--- BEGIN ---

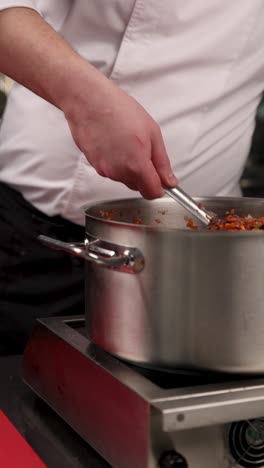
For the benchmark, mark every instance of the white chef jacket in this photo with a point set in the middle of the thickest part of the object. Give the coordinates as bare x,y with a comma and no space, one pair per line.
197,66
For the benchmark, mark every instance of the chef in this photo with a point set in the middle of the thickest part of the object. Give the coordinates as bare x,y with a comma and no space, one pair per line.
112,99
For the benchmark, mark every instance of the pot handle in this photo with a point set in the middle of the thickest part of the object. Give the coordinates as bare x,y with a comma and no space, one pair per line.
125,259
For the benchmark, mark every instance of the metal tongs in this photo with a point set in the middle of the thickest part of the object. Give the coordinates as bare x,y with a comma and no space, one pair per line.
190,204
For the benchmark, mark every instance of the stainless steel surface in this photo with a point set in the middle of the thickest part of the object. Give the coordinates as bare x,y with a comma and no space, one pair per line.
94,392
178,194
128,260
198,302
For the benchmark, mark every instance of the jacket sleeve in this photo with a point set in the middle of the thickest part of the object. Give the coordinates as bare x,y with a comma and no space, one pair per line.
4,4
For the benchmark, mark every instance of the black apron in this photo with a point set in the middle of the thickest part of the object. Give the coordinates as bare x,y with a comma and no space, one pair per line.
35,281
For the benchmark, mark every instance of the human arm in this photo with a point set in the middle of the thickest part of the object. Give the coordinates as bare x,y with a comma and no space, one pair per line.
118,137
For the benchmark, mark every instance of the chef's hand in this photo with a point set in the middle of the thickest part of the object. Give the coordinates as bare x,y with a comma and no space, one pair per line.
118,137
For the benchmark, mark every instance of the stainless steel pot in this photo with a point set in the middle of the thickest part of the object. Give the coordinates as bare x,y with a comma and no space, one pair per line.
159,294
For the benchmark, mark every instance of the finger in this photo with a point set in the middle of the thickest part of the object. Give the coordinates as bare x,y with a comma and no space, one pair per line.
161,160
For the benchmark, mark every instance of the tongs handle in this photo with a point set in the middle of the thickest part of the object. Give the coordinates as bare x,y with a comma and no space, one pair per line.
189,204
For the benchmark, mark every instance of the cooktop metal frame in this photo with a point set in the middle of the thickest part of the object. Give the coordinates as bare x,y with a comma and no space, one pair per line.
115,408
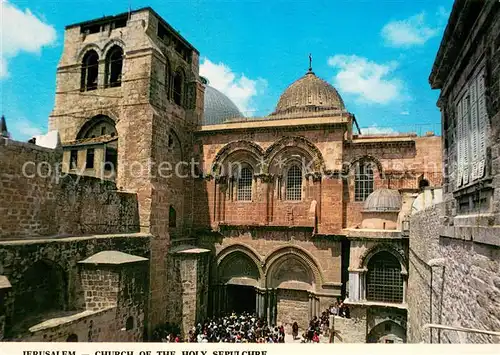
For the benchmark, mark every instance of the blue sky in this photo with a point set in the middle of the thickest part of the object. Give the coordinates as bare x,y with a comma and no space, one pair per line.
377,53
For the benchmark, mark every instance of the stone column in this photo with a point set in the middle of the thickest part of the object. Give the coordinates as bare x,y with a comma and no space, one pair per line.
356,285
257,301
405,285
263,307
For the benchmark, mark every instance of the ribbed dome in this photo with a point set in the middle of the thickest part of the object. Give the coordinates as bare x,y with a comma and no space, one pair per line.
383,200
218,107
309,94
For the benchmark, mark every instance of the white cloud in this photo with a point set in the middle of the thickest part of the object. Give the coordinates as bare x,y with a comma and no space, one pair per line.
239,88
412,31
375,130
21,32
442,13
369,81
22,129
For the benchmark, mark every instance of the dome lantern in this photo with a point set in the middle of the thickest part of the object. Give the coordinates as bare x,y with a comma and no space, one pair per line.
309,94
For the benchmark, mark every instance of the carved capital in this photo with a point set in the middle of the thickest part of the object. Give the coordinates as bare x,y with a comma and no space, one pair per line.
315,176
267,178
221,180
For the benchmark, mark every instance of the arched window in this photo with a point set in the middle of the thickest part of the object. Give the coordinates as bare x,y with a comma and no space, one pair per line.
114,64
44,288
97,126
168,78
294,183
384,282
172,217
178,89
363,181
72,338
129,324
90,69
244,187
423,184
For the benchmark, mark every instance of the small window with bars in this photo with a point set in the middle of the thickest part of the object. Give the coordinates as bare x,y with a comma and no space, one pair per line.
384,282
244,186
89,164
294,183
73,159
363,181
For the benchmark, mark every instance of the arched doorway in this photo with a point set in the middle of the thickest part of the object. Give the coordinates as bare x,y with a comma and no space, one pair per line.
291,281
238,279
384,280
387,332
42,290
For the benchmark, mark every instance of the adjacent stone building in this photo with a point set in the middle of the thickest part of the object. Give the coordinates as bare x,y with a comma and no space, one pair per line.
454,278
173,207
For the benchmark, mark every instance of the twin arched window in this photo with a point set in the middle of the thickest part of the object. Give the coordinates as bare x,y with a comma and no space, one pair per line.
363,181
113,69
114,66
90,70
294,183
384,282
178,87
244,188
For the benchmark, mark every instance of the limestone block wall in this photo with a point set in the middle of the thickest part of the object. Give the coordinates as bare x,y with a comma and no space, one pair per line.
41,202
60,258
351,330
88,326
465,289
265,245
293,306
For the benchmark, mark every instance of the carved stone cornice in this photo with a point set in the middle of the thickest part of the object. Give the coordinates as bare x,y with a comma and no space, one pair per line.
315,176
267,178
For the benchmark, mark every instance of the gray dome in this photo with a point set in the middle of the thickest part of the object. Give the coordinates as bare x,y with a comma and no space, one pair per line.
383,200
218,107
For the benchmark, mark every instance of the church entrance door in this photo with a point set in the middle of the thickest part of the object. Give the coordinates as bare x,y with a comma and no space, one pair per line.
241,298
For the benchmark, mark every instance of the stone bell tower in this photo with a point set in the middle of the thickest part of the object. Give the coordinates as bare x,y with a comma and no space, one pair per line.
128,99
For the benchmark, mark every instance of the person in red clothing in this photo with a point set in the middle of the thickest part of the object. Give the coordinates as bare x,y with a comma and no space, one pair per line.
315,337
295,330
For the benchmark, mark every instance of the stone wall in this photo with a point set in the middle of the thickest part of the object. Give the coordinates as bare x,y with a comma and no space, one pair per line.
293,306
88,326
327,203
60,256
353,329
38,201
321,254
465,283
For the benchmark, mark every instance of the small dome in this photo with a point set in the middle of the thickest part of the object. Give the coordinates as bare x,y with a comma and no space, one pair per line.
307,94
383,200
218,107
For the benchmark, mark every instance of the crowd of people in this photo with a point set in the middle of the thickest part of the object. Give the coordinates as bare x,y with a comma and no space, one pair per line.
321,326
233,328
248,328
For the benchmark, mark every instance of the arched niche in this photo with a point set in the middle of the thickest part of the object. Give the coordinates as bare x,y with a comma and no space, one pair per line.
42,289
290,272
288,150
97,126
238,268
387,332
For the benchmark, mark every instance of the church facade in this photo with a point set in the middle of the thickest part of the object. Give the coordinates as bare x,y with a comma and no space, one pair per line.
213,212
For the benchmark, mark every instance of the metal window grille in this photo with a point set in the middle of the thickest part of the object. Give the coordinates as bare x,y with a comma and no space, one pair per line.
294,184
114,67
245,185
363,182
90,67
384,281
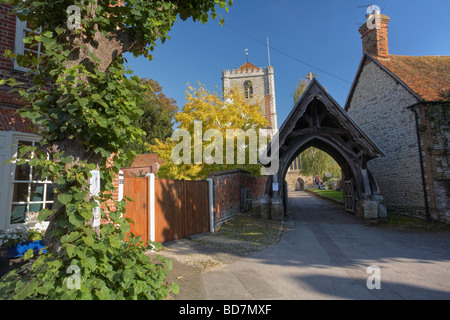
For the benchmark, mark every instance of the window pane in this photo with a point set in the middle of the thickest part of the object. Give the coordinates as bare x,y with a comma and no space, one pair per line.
37,192
22,172
35,207
20,192
50,195
24,143
18,213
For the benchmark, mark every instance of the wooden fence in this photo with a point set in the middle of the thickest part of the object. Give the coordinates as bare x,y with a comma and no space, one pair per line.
167,210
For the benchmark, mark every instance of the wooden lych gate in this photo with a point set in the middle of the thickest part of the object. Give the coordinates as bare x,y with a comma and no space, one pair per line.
318,121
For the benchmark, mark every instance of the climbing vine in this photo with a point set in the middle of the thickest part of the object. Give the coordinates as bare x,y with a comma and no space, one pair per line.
82,103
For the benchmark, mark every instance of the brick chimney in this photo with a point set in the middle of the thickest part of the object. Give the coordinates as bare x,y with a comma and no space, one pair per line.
374,36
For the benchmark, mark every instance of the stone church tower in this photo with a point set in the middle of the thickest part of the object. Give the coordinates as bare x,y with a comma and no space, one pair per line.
255,83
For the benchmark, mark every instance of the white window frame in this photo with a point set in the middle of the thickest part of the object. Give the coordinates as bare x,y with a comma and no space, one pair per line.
15,138
19,47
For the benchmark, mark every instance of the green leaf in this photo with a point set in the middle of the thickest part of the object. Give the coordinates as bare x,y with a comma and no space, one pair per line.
28,255
67,160
44,214
65,198
103,293
70,249
83,102
89,240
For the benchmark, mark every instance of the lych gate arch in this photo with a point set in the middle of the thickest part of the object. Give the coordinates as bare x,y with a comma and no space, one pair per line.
318,121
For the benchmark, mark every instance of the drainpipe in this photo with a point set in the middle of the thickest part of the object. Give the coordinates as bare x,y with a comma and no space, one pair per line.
422,169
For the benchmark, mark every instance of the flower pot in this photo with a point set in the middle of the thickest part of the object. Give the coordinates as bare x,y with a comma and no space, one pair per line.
20,249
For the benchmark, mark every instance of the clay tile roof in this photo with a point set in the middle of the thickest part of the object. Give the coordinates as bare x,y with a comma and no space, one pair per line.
427,76
247,65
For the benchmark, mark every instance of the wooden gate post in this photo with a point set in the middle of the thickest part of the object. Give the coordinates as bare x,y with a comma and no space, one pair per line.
151,206
211,204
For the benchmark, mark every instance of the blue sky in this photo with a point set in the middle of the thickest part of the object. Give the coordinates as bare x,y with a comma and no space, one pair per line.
323,34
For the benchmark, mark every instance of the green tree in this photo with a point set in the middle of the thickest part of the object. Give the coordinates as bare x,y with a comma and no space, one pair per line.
158,118
231,112
84,105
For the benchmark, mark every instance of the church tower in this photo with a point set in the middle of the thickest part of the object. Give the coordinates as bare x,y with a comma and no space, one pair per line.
255,83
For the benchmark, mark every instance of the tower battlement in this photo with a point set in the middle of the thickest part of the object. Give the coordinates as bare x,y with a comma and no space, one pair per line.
255,83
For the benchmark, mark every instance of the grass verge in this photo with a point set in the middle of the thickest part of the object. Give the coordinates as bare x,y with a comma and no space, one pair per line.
406,223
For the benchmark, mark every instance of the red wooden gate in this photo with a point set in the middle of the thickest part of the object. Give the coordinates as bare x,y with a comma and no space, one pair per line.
137,210
181,208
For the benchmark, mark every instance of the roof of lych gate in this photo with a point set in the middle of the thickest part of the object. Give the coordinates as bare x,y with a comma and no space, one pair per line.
315,90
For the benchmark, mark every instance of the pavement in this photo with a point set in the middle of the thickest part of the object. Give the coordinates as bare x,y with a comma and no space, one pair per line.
323,253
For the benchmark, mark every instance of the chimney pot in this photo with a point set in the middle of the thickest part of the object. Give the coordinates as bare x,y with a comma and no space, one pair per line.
374,35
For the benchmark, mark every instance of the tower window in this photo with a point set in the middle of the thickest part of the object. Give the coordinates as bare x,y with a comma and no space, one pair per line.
248,89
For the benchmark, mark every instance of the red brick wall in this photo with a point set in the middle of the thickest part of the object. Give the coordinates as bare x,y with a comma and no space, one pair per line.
375,41
227,191
10,102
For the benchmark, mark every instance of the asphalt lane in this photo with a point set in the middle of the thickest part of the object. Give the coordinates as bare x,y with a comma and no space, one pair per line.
325,253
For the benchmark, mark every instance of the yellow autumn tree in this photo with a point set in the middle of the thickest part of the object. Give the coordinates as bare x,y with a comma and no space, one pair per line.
214,134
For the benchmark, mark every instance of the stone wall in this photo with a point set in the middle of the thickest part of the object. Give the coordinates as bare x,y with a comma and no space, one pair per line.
227,192
379,107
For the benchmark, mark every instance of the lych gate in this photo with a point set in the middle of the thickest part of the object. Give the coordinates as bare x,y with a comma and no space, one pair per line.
318,121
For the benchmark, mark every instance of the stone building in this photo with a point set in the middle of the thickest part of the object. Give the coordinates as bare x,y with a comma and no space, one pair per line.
22,193
255,83
390,99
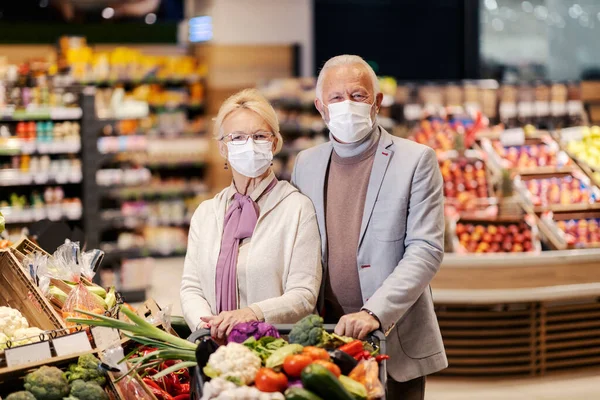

--- END ---

What you have to do: Write out the rows word for word, starting from the line that contains "For the benchmark, mark every instance of the stone building" and continuing through the end of the rows, with both ends included. Leave the pictures out.

Correct answer:
For the benchmark, mark every instance of the stone building in this photo with a point set in the middle of the thickest part of the object. Give the coordinates as bare x,y with a comma and no space, one pair per line.
22,193
255,83
390,99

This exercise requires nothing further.